Exercise goal. Please render the rows below as a Markdown table with the columns No. and Line, numbering each line and leaving out any blank lines.

[Data listing]
┄┄┄┄┄┄┄┄┄┄┄┄┄┄┄┄┄┄┄┄

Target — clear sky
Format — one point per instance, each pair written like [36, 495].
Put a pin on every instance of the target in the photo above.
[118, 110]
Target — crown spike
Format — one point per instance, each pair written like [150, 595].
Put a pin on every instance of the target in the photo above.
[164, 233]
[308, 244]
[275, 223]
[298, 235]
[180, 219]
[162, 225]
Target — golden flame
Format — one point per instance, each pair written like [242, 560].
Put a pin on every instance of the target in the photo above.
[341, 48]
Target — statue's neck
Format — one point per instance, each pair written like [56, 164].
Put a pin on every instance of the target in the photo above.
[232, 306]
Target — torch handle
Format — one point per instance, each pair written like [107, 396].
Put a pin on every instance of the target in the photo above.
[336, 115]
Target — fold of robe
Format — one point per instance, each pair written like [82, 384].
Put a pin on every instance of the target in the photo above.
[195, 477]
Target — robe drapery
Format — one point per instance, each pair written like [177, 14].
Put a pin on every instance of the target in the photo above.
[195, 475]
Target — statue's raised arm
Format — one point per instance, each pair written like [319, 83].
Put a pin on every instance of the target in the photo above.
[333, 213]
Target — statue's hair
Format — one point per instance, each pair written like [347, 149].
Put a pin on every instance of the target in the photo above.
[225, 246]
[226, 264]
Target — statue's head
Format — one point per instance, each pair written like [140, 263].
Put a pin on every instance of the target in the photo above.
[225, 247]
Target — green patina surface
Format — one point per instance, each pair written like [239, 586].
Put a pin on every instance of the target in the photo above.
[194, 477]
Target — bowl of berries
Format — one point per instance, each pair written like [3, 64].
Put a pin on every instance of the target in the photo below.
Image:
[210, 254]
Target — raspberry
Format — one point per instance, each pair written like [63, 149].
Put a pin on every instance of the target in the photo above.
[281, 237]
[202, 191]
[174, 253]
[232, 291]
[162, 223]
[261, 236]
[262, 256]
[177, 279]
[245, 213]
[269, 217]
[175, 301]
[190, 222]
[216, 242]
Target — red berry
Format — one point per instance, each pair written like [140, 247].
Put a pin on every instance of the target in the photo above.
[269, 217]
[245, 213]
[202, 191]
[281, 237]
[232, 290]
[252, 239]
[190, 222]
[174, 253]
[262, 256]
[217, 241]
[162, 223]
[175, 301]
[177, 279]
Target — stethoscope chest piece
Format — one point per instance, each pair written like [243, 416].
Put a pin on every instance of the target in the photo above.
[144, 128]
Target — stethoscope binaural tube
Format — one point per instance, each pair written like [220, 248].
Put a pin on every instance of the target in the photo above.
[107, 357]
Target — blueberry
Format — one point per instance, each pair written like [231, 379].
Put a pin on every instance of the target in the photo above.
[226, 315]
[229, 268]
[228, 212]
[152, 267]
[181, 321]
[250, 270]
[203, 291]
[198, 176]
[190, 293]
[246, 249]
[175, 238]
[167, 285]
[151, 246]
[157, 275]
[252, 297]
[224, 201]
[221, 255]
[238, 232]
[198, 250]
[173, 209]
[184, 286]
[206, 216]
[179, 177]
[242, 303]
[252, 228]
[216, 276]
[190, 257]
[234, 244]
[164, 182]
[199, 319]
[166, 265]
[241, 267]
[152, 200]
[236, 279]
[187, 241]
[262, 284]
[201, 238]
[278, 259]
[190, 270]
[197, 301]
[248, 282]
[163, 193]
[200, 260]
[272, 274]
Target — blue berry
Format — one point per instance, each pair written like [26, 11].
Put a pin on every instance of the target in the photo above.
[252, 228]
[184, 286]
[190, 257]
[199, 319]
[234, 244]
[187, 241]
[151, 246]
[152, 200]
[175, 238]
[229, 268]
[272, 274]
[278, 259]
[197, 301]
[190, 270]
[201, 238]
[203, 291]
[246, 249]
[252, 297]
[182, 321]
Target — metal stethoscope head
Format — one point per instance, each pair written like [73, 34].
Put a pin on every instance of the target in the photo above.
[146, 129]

┄┄┄┄┄┄┄┄┄┄┄┄┄┄┄┄┄┄┄┄

Response below.
| No. | Line |
|---|---|
| 1 | Target — clear sky |
| 2 | Format — one point per instance, each pair written like [36, 495]. |
| 3 | Put a pin on every instance of the target in the photo above. |
| 4 | [118, 110] |
| 5 | Target — crown spike |
| 6 | Format — one point per instance, each pair written like [150, 595]. |
| 7 | Put a pin on every instance of the target in the photo above. |
| 8 | [164, 233] |
| 9 | [308, 244] |
| 10 | [275, 223] |
| 11 | [298, 235] |
| 12 | [180, 219] |
| 13 | [162, 225] |
| 14 | Target — golden flame |
| 15 | Format — one point per instance, each pair written like [242, 560]. |
| 16 | Put a pin on every instance of the target in the photo above. |
| 17 | [341, 48] |
| 18 | Target — statue's neck |
| 19 | Format — one point per instance, each pair written like [56, 164]. |
| 20 | Put a pin on every instance of the target in the photo above. |
| 21 | [232, 306] |
| 22 | Target — torch handle |
| 23 | Format — one point per instance, each pair written like [107, 396]. |
| 24 | Put a pin on every instance of the target in the photo above. |
| 25 | [336, 115] |
| 26 | Target — fold of robe |
| 27 | Format — one point per instance, each pair written like [82, 384]. |
| 28 | Put a pin on every instance of the target in the photo above. |
| 29 | [195, 477] |
| 30 | Target — robe drapery |
| 31 | Format — one point per instance, each pair written like [177, 14]. |
| 32 | Put a pin on every instance of the target in the photo above. |
| 33 | [195, 475] |
| 34 | Target — statue's raised arm |
| 35 | Format — one point per instance, each pair written like [319, 83]. |
| 36 | Put a pin on every instance of the target in the photo above. |
| 37 | [333, 213] |
| 38 | Target — statue's hair |
| 39 | Format — one point per instance, each pair written like [347, 149]. |
| 40 | Put a pin on every instance of the target in the photo above. |
| 41 | [225, 246] |
| 42 | [226, 264] |
| 43 | Target — statue's head |
| 44 | Format — one point per instance, each pair written like [140, 263]. |
| 45 | Put a pin on every instance of the target in the photo above. |
| 46 | [225, 247] |
| 47 | Target — green patina surface |
| 48 | Format — one point per instance, each pair written like [239, 586]. |
| 49 | Put a pin on every instance of the target in the photo above. |
| 50 | [194, 477] |
| 51 | Target — bowl of berries |
| 52 | Format — one point per instance, each pair written like [3, 64]. |
| 53 | Put a pin on every instance of the target in the photo below. |
| 54 | Image: |
| 55 | [210, 254] |
| 56 | Target — raspberry |
| 57 | Format — one point per instance, each pair written like [63, 149]. |
| 58 | Put a pin on every instance of the target in the photo above. |
| 59 | [281, 237] |
| 60 | [202, 191] |
| 61 | [174, 253] |
| 62 | [232, 291] |
| 63 | [162, 223] |
| 64 | [261, 236] |
| 65 | [262, 256] |
| 66 | [177, 279] |
| 67 | [245, 213] |
| 68 | [269, 217] |
| 69 | [175, 301] |
| 70 | [190, 222] |
| 71 | [216, 242] |
| 72 | Target — red berry |
| 73 | Format — one point per instance, each pair written like [140, 247]. |
| 74 | Put a pin on every instance of the target in the photo above. |
| 75 | [269, 217] |
| 76 | [245, 213] |
| 77 | [202, 191] |
| 78 | [281, 237] |
| 79 | [232, 290] |
| 80 | [252, 239] |
| 81 | [190, 222] |
| 82 | [174, 253] |
| 83 | [262, 256] |
| 84 | [217, 241] |
| 85 | [162, 223] |
| 86 | [175, 301] |
| 87 | [177, 279] |
| 88 | Target — stethoscope chest piece |
| 89 | Format — one point per instance, each pair written like [243, 416]. |
| 90 | Put a pin on every instance of the target in the photo above. |
| 91 | [144, 128] |
| 92 | Target — stethoscope binaural tube |
| 93 | Format — one point per instance, each pair written like [220, 248]. |
| 94 | Put a pin on every instance of the target in the photo above. |
| 95 | [107, 357] |
| 96 | Target — blueberry |
| 97 | Format — one point per instance, each pair written like [231, 379]. |
| 98 | Put a pin on every instance of the target in the photo above. |
| 99 | [226, 315] |
| 100 | [229, 268] |
| 101 | [228, 212] |
| 102 | [152, 267] |
| 103 | [181, 321] |
| 104 | [250, 270] |
| 105 | [203, 291] |
| 106 | [198, 176] |
| 107 | [190, 293] |
| 108 | [246, 249] |
| 109 | [175, 238] |
| 110 | [167, 285] |
| 111 | [151, 246] |
| 112 | [157, 275] |
| 113 | [252, 297] |
| 114 | [224, 201] |
| 115 | [221, 255] |
| 116 | [238, 232] |
| 117 | [198, 250] |
| 118 | [173, 209] |
| 119 | [184, 286] |
| 120 | [206, 216] |
| 121 | [179, 177] |
| 122 | [242, 303] |
| 123 | [252, 228] |
| 124 | [216, 276] |
| 125 | [190, 257] |
| 126 | [234, 244] |
| 127 | [164, 182] |
| 128 | [199, 319] |
| 129 | [166, 265] |
| 130 | [241, 267] |
| 131 | [152, 200] |
| 132 | [236, 279] |
| 133 | [187, 241] |
| 134 | [262, 284] |
| 135 | [201, 238] |
| 136 | [278, 259] |
| 137 | [190, 270] |
| 138 | [197, 301] |
| 139 | [248, 282] |
| 140 | [163, 193] |
| 141 | [200, 260] |
| 142 | [272, 274] |
| 143 | Target — blue berry |
| 144 | Format — one point per instance, each pair written like [26, 11]. |
| 145 | Put a pin on every instance of the target in the photo above. |
| 146 | [252, 228] |
| 147 | [184, 286] |
| 148 | [190, 257] |
| 149 | [199, 319] |
| 150 | [234, 244] |
| 151 | [187, 241] |
| 152 | [151, 246] |
| 153 | [152, 200] |
| 154 | [175, 238] |
| 155 | [229, 268] |
| 156 | [272, 274] |
| 157 | [278, 259] |
| 158 | [197, 301] |
| 159 | [190, 270] |
| 160 | [201, 238] |
| 161 | [203, 291] |
| 162 | [246, 249] |
| 163 | [252, 297] |
| 164 | [182, 321] |
| 165 | Target — metal stethoscope head |
| 166 | Format — one point per instance, each pair written like [73, 34]. |
| 167 | Put a pin on every instance of the target in the photo above. |
| 168 | [146, 129] |